Quoted text
Mark L. Hopkins: In praise of hard work
Many in the older generations can tell stories of how hard it was growing up, working, and getting an education. That was back, “in the day.” In the 1930s, 40s, and 50s it was usual for a young person to have at least a part time job. They worked on farms, in stores, mowing lawns, and so on. It was a time when every person had to accept some responsibility for the wellbeing of the family and needed to contribute something to the family income.
Today, our young people have heard stories of an aging grandparent who had to walk five miles to school every day in the snow, uphill both ways. They have heard hardship so often their eyes begin to glass over. Still, because they find our stories difficult to believe, that is no reason we shouldn’t tell them. Hard work is a learning experience and is its own reward. It is a lesson young people must learn in order to be successful in life.
What are the themes of the “old timers” stories? Television? We didn’t have one. A car? No. School? Yes, but “taught to the tune of a hickory stick.” Believe it, it was really true.

Part of a data file

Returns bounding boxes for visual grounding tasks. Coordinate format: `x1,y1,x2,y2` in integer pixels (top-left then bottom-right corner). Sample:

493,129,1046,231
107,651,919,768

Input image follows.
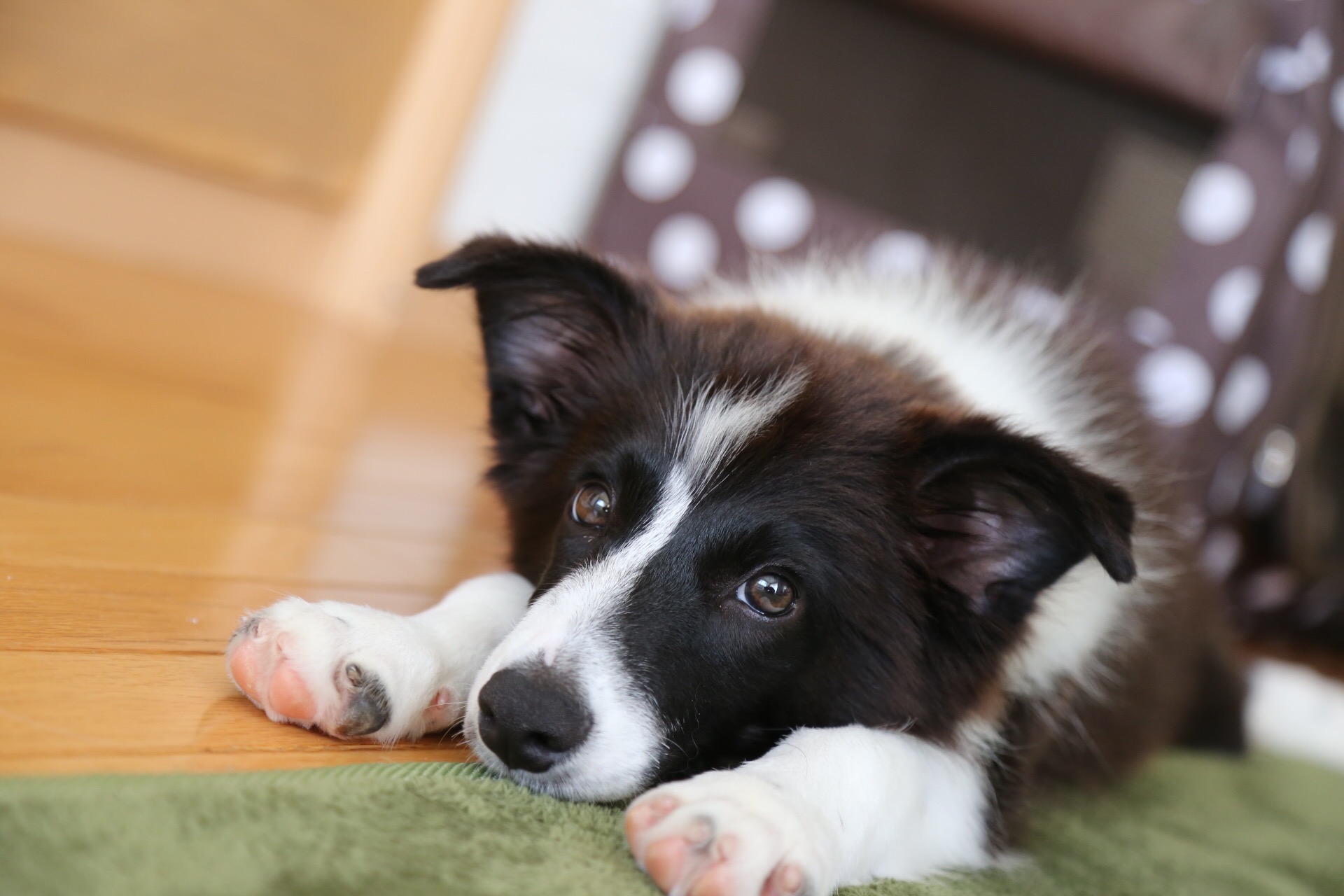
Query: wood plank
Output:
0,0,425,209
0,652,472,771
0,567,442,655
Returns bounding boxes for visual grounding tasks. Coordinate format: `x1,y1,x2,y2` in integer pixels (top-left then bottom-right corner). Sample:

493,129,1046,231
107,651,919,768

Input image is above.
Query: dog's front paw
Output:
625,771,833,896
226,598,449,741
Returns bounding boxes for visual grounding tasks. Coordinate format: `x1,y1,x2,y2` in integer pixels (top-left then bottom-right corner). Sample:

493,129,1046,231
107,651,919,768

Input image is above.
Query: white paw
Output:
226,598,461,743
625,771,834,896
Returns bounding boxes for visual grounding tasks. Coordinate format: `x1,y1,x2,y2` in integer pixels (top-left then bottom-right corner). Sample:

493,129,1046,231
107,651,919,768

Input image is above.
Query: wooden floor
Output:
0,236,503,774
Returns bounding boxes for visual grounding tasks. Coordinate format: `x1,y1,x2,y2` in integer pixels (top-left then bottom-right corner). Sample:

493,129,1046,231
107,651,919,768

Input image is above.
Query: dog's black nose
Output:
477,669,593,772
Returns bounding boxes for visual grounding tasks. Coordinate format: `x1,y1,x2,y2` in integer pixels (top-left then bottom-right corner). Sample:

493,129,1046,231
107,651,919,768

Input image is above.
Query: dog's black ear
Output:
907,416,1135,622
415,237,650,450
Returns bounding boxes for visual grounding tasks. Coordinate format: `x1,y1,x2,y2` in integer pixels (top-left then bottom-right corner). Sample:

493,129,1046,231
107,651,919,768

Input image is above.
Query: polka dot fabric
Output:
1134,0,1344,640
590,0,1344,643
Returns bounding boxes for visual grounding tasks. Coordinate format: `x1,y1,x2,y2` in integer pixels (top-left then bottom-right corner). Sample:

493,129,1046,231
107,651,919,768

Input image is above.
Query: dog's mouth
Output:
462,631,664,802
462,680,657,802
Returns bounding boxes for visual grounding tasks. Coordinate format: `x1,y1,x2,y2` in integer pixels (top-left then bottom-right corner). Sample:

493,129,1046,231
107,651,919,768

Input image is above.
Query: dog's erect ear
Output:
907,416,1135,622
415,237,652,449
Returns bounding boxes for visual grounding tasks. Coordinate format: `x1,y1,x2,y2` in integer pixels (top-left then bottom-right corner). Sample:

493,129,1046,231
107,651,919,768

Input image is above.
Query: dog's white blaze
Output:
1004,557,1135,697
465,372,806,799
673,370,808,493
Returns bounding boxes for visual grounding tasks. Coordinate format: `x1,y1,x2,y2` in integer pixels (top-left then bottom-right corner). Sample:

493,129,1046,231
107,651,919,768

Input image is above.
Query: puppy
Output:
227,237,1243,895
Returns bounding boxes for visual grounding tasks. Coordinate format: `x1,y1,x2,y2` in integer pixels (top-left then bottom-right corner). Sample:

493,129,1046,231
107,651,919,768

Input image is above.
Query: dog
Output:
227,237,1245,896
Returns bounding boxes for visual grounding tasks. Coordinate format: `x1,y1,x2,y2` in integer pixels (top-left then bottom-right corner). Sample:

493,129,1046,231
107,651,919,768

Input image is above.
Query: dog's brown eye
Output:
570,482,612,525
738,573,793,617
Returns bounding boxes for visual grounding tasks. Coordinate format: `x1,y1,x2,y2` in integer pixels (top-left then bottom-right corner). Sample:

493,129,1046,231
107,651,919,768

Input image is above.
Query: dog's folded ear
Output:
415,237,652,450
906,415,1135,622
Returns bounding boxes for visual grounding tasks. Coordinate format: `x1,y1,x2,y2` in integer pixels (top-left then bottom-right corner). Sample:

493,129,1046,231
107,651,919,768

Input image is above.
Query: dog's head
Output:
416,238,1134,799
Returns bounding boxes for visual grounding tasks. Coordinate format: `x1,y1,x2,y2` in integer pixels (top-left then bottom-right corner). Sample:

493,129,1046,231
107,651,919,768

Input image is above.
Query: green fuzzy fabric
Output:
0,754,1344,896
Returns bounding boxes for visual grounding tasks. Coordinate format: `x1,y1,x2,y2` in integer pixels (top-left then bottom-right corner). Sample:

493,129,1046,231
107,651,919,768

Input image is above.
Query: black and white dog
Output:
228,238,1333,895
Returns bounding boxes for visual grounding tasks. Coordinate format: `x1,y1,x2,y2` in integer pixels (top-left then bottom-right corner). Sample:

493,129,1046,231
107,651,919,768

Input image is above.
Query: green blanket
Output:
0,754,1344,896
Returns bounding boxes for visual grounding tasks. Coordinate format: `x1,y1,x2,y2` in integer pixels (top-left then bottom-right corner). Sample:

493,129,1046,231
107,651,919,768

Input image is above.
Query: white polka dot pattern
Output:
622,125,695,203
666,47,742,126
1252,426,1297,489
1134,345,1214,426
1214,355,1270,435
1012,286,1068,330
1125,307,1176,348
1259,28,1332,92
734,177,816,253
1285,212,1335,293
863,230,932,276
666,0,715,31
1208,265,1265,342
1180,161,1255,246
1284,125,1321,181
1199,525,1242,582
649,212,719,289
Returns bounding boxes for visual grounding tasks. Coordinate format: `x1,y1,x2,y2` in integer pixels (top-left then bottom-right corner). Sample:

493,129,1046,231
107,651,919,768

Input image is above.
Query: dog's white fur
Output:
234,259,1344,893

Actions to take
1) According to the essay on hard work, what was usual for a young person in the 1930s, 40s, and 50s?
2) Quote the essay on hard work word for word, starting at "Today, our young" and ending at "was really true.".

Replies
1) It was usual for a young person to have at least a part-time job.

2)
Today, our young people have heard stories of an aging grandparent who had to walk five miles to school every day in the snow, uphill both ways. They have heard hardship so often their eyes begin to glass over. Still, because they find our stories difficult to believe, that is no reason we shouldn’t tell them. Hard work is a learning experience and is its own reward. It is a lesson young people must learn in order to be successful in life.
What are the themes of the “old timers” stories? Television? We didn’t have one. A car? No. School? Yes, but “taught to the tune of a hickory stick.” Believe it, it was really true.